_RECORDS FOR THIS EXERCISE_
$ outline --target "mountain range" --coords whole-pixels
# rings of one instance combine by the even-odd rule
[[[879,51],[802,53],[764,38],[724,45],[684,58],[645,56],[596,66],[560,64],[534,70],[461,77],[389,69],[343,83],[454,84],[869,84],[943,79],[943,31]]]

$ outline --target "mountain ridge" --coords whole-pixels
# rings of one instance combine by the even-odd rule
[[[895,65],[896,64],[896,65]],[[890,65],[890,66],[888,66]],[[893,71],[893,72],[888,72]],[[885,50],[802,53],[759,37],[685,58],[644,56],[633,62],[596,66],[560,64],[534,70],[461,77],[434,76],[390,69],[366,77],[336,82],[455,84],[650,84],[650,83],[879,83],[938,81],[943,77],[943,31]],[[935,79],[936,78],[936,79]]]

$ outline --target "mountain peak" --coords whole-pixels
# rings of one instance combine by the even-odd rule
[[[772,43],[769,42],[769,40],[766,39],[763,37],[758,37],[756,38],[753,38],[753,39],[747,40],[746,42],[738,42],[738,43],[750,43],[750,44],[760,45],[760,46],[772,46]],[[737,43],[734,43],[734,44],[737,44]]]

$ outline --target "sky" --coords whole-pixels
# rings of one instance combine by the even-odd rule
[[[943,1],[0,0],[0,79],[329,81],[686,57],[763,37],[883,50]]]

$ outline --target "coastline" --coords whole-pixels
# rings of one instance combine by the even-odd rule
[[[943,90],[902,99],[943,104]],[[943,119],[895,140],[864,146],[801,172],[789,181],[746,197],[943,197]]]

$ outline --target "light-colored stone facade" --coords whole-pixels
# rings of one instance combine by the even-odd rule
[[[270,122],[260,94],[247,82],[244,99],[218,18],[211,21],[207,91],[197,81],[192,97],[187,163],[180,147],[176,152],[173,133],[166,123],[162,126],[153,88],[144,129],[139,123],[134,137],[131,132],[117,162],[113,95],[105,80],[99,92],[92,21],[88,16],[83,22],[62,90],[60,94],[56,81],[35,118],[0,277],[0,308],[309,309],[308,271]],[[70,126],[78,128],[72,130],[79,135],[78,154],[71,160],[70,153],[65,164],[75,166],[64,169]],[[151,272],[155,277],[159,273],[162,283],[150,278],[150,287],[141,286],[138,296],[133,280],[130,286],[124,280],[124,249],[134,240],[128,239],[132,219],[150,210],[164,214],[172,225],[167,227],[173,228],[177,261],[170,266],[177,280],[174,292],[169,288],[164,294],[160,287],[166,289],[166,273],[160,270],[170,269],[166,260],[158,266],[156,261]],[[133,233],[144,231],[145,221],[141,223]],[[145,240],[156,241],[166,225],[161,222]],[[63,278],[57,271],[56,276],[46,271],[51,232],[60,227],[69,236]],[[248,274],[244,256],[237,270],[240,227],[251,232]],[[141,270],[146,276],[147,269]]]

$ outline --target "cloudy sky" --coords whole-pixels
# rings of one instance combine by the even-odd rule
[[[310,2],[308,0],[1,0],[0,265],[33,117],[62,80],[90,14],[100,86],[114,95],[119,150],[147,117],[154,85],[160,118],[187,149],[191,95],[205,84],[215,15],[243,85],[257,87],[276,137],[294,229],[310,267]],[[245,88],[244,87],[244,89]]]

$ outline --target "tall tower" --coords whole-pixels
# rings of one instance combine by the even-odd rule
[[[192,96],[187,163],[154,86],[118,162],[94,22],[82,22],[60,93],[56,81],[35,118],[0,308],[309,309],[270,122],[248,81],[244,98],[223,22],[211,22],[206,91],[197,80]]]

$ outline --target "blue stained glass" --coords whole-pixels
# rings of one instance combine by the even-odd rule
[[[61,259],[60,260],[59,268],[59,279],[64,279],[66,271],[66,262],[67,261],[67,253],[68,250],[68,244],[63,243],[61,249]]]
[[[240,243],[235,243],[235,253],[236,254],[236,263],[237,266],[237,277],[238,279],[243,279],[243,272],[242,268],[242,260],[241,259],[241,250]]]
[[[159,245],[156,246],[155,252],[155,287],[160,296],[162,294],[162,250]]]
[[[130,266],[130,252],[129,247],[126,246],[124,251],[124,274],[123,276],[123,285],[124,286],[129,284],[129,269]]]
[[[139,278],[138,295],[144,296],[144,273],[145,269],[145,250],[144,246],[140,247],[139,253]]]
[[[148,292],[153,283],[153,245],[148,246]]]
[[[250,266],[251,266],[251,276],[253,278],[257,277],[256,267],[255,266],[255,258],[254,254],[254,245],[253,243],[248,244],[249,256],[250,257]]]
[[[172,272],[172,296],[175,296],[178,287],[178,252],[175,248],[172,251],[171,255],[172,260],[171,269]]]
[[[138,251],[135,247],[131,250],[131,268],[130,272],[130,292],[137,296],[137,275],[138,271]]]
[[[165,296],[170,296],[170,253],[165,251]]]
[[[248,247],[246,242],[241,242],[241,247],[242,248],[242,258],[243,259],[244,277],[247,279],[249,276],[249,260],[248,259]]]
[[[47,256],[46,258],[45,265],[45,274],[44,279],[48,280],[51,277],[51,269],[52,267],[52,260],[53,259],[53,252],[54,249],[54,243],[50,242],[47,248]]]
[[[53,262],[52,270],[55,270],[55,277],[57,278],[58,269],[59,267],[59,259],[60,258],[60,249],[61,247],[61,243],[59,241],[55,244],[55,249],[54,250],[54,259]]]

_WRITTEN EXERCISE_
Rename "whole-pixels" to "integer-pixels" throughout the lines, starting at the first line and stopping after the line that contains "[[[943,1],[0,0],[0,79],[329,81],[686,57],[763,37],[883,50]]]". Leave everything else as it is, and give only those lines.

_RESPONSE FOR THIS EXERCISE_
$ outline --target "mountain range" --coords integer-pixels
# rings of one instance combine by the even-odd rule
[[[879,51],[802,53],[764,38],[724,45],[684,58],[645,56],[596,66],[560,64],[534,70],[461,77],[389,69],[343,83],[454,84],[869,84],[943,79],[943,31]]]

$ outline --target "mountain ridge" --coords integer-pixels
# rings of one instance combine by the even-odd rule
[[[895,65],[896,64],[896,65]],[[890,65],[890,66],[888,66]],[[893,71],[893,72],[888,72]],[[885,50],[802,53],[759,37],[685,58],[644,56],[633,62],[596,66],[560,64],[534,70],[461,77],[434,76],[390,69],[366,77],[336,82],[455,84],[650,84],[650,83],[879,83],[938,81],[943,77],[943,31]],[[935,79],[936,78],[936,79]]]

$ outline --target "mountain peak" --coords integer-pixels
# rings of one instance combine by the even-odd rule
[[[772,43],[769,42],[769,40],[766,39],[763,37],[758,37],[756,38],[753,38],[753,39],[747,40],[746,42],[738,42],[738,43],[750,43],[750,44],[760,45],[760,46],[772,46]],[[737,43],[734,43],[734,44],[737,44]]]

$ outline --target "sky" --coords integer-pixels
# rings of one instance combine by the even-odd rule
[[[943,1],[0,0],[0,79],[329,81],[686,57],[763,37],[883,50]]]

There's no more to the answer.